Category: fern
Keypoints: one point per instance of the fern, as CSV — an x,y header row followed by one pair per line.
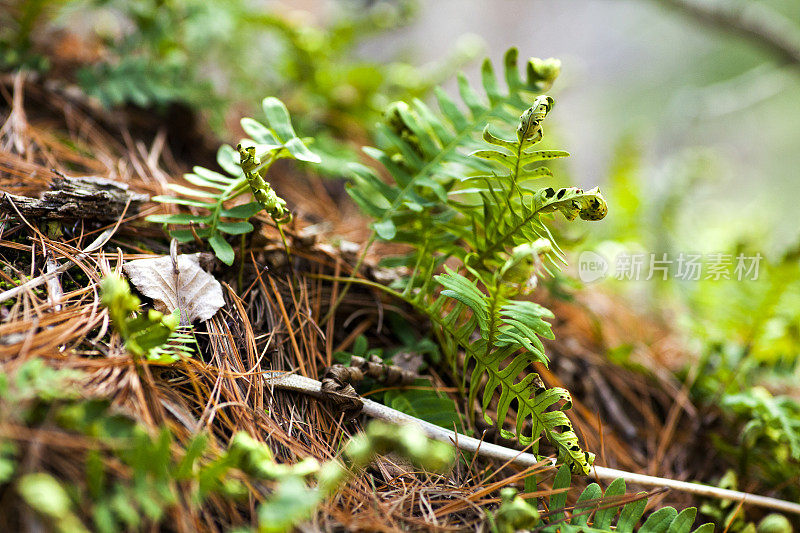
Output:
x,y
594,512
425,153
276,140
482,209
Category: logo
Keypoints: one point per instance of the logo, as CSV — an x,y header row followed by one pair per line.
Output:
x,y
592,266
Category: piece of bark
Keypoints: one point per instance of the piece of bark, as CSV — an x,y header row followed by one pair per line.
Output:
x,y
88,197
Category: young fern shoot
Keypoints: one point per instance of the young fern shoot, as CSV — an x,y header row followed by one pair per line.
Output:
x,y
245,168
484,211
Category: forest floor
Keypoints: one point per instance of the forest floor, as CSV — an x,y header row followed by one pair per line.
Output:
x,y
636,417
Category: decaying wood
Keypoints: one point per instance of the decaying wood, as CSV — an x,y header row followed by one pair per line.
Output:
x,y
70,198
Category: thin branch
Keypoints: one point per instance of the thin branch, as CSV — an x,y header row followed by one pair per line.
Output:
x,y
753,21
285,381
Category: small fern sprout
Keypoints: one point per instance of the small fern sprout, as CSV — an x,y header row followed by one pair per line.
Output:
x,y
273,204
530,123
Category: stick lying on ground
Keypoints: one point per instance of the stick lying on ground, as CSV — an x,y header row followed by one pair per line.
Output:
x,y
293,382
52,273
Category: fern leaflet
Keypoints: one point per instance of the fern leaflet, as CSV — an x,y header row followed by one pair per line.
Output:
x,y
275,140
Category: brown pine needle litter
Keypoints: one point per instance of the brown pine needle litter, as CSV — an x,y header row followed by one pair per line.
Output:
x,y
274,322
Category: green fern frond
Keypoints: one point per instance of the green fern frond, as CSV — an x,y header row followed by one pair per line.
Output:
x,y
594,512
270,142
504,210
425,149
508,343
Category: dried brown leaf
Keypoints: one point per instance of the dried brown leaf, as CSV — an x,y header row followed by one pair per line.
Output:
x,y
189,288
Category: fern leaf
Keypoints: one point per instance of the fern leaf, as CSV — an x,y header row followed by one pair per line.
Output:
x,y
427,143
274,140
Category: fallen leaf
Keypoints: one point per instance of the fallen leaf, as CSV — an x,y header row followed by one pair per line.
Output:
x,y
191,289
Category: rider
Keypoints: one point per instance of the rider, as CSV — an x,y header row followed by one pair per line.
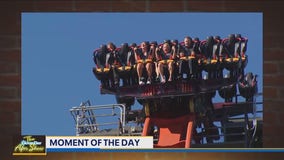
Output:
x,y
165,57
144,59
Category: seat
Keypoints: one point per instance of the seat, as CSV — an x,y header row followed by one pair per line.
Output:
x,y
173,132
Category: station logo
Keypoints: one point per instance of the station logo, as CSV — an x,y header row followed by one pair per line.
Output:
x,y
29,145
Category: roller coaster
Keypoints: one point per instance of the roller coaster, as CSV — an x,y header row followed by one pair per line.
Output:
x,y
180,112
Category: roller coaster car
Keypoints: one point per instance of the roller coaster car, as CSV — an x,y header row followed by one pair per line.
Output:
x,y
179,87
228,92
248,86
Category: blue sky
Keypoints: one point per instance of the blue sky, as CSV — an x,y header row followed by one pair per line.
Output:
x,y
57,55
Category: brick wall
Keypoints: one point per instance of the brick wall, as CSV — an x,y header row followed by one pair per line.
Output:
x,y
10,67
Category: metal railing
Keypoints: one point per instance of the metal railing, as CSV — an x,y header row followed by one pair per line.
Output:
x,y
86,120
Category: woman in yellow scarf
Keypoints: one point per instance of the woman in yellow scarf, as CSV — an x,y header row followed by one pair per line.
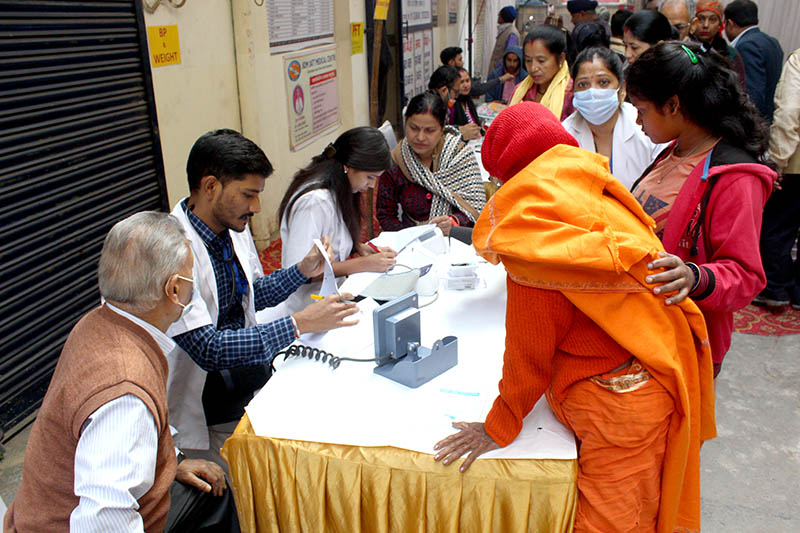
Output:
x,y
546,51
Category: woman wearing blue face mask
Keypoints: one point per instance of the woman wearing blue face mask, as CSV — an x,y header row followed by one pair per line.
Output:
x,y
602,122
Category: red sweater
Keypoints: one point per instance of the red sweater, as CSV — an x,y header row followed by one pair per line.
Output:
x,y
548,342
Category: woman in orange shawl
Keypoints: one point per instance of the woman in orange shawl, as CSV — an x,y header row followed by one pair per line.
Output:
x,y
629,375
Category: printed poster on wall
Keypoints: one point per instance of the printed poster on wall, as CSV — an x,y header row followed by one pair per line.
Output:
x,y
417,62
452,11
420,83
297,24
312,95
409,89
417,12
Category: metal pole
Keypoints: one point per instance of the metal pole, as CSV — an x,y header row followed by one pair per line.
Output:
x,y
469,34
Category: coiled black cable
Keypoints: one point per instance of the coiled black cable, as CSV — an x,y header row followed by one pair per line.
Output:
x,y
315,354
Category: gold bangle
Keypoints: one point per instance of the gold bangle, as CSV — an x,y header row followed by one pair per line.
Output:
x,y
294,325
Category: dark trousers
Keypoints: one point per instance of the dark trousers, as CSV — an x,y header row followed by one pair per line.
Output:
x,y
194,510
778,234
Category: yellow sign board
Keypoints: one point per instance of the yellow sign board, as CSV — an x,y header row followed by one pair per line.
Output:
x,y
164,46
356,38
381,9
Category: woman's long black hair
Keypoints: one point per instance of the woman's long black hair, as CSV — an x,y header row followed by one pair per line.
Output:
x,y
557,40
649,26
361,148
710,94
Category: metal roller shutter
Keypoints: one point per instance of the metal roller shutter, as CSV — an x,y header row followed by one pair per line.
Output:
x,y
79,150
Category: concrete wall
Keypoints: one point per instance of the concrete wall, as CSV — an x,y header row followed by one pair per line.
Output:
x,y
228,78
199,94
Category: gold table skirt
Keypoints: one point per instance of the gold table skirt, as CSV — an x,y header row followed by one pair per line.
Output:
x,y
298,486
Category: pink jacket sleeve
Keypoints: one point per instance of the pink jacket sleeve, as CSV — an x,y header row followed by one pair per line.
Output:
x,y
734,229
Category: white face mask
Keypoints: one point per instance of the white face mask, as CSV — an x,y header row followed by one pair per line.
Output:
x,y
596,105
187,307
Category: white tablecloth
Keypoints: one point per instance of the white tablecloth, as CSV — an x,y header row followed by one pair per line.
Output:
x,y
307,400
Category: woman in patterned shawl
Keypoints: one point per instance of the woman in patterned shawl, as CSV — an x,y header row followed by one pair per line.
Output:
x,y
434,177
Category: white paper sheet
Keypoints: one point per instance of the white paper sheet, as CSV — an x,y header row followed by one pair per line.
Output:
x,y
328,278
398,240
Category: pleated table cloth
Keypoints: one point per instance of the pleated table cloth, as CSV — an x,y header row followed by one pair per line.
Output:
x,y
297,486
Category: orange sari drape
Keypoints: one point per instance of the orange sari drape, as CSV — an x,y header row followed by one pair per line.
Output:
x,y
565,223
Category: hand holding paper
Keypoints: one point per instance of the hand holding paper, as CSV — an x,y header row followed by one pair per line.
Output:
x,y
329,313
313,264
328,277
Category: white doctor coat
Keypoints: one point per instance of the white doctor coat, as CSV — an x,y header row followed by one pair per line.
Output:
x,y
186,379
631,150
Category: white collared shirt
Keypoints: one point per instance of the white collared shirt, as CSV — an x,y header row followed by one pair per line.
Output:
x,y
115,460
736,40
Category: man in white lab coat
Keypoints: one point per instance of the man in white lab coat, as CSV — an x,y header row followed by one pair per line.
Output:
x,y
223,355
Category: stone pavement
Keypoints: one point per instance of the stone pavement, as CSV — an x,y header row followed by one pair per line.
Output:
x,y
751,471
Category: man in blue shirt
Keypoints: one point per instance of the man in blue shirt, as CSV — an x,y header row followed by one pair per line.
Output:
x,y
761,54
224,355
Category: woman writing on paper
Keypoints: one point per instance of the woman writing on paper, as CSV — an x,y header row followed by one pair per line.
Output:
x,y
434,177
547,49
324,198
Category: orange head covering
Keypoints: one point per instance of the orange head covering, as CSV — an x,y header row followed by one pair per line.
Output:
x,y
505,151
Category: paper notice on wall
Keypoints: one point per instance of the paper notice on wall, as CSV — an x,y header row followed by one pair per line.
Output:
x,y
165,49
298,24
312,95
356,38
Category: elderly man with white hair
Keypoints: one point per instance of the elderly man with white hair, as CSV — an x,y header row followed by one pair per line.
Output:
x,y
680,14
100,456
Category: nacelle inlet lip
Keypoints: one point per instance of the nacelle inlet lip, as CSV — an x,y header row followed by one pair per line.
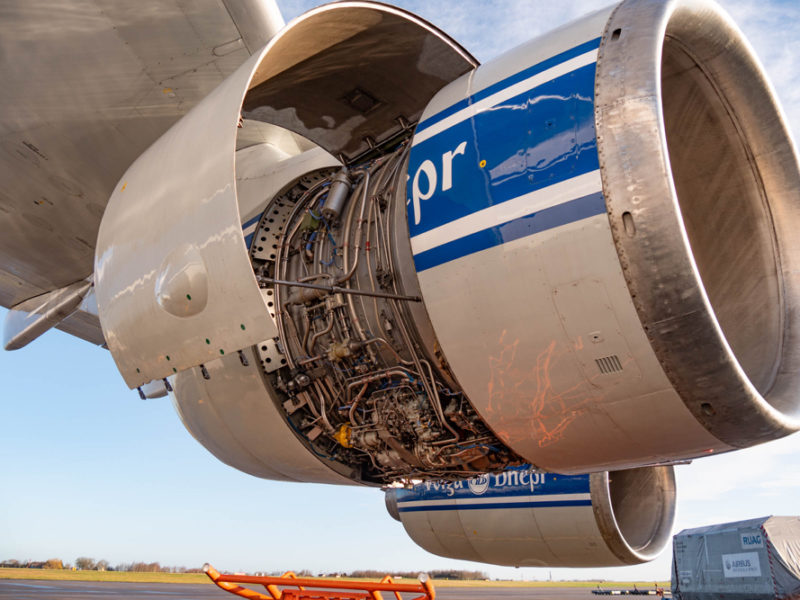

··········

• **SHORT TASK**:
Give the entries again from the line containing "Category: hand holding paper" through the end of the entries, switching "header row" to "heading row" and changing nothing else. Leave out the pictures.

• **TASK OUTPUT**:
Category: hand holding paper
Keypoints: one point per instance of the hand holding paper, as CSV — an x,y heading row followed by one pair per line.
Output:
x,y
329,313
313,264
328,277
Category: white doctor coat
Keypoints: one point per instance of the white doctor coat, as CSV — an x,y heading row followed by one pair per line.
Output:
x,y
186,379
631,150
Category: white collared shirt
Keypoints: one point per instance of the white collared shirt, as CSV — an x,y heading row followed by one pair per line.
Output:
x,y
115,460
736,40
Category: man in white lab coat
Keypoints: one point per instance of the man in white lab coat, as CSV — an x,y heading row followed by one pair per line.
Output:
x,y
223,355
Category: stone pavement
Keypoints: one point per instance of the stone pavement, as CSV — an x,y heading row followed by one pair per line.
Output:
x,y
751,471
Category: man in blue shirt
Keypoints: one point per instance of the man in blue shirt, as CSV — an x,y heading row followed by one pair per line.
Output:
x,y
761,54
224,355
Category: woman writing on paper
Keypoints: one point per instance of the woman writing on paper, as CSV — an x,y heading row followed by one pair per line.
Output:
x,y
434,177
547,49
324,198
Category: orange head covering
Keypoints: one point per instance of the orange head covering, as CSV — an x,y heading row followed by one pair per line.
Output:
x,y
505,151
Category: paper notice on wall
Keypoints: one point per instance of the paper notice on wall, as CSV — an x,y heading row followed by one pair per line.
Output:
x,y
165,49
298,24
312,95
356,38
Category: elderly man with white hair
Keypoints: one point per instance of the elderly man with white hair, as CSV — an x,y heading row followed by one pair per line.
Output:
x,y
680,14
100,456
Category: nacelle inlet lip
Keypoints: one point per instance of the nacelle inlet lip, as CSV — an x,y heading row followed by one pair per line.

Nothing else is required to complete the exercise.